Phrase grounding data
──────────────────────────────

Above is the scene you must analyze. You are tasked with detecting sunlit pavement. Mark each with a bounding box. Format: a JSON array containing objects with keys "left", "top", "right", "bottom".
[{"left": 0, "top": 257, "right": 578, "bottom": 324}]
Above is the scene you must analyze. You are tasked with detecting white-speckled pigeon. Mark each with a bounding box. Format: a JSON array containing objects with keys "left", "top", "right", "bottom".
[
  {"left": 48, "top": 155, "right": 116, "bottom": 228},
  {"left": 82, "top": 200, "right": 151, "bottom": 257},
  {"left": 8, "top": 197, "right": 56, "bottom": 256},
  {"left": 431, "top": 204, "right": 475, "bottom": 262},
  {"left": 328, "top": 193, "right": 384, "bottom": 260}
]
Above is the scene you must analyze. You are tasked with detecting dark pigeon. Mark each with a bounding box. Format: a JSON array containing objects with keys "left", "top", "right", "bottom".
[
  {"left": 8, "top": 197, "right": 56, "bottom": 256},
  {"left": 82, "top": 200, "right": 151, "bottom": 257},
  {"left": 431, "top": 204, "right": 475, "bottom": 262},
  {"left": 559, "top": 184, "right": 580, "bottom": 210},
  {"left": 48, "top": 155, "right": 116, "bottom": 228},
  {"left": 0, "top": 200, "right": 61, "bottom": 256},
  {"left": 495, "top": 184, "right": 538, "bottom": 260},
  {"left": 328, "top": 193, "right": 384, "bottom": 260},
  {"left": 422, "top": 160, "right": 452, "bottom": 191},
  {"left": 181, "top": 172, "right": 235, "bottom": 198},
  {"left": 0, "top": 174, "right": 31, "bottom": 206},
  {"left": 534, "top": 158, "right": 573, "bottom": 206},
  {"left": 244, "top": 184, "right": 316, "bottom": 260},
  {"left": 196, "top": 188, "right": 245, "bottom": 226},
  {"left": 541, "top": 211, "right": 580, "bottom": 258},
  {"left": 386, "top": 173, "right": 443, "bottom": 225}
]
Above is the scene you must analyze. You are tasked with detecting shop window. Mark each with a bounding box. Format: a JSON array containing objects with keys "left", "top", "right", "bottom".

──────────────────────────────

AIM OF THE EXERCISE:
Take the line holding "with detecting white-speckled" and all lines after it through the end of the data, and set them down exactly.

TASK RESPONSE:
Above is the scene you must analyze. You are tasked with detecting white-speckled pigeon. Mark each with a bounding box. Format: a JSON array containing objects with keys "left", "top", "right", "bottom".
[
  {"left": 48, "top": 155, "right": 116, "bottom": 228},
  {"left": 82, "top": 200, "right": 151, "bottom": 257},
  {"left": 8, "top": 197, "right": 56, "bottom": 256},
  {"left": 431, "top": 204, "right": 475, "bottom": 262},
  {"left": 328, "top": 193, "right": 384, "bottom": 260}
]
Above is the scene you must analyze. You are tasked with detecting dark pigeon. Mark each with a bounding box. Format: a JSON array containing objects with keys "left", "top", "right", "bottom".
[
  {"left": 8, "top": 197, "right": 56, "bottom": 256},
  {"left": 82, "top": 200, "right": 151, "bottom": 257},
  {"left": 431, "top": 204, "right": 475, "bottom": 262},
  {"left": 559, "top": 184, "right": 580, "bottom": 210},
  {"left": 48, "top": 155, "right": 116, "bottom": 228},
  {"left": 0, "top": 200, "right": 61, "bottom": 256},
  {"left": 495, "top": 184, "right": 538, "bottom": 260},
  {"left": 328, "top": 193, "right": 384, "bottom": 260},
  {"left": 422, "top": 160, "right": 452, "bottom": 191},
  {"left": 181, "top": 172, "right": 235, "bottom": 198},
  {"left": 0, "top": 174, "right": 31, "bottom": 206},
  {"left": 534, "top": 158, "right": 573, "bottom": 206},
  {"left": 244, "top": 184, "right": 316, "bottom": 260},
  {"left": 196, "top": 188, "right": 245, "bottom": 226},
  {"left": 541, "top": 211, "right": 580, "bottom": 258},
  {"left": 386, "top": 173, "right": 443, "bottom": 225}
]
Above is the scene you must analyze. You are tasked with detecting shop window. Mark each with a bounding box. Format: a JSON array containing objects with keys "left", "top", "right", "bottom".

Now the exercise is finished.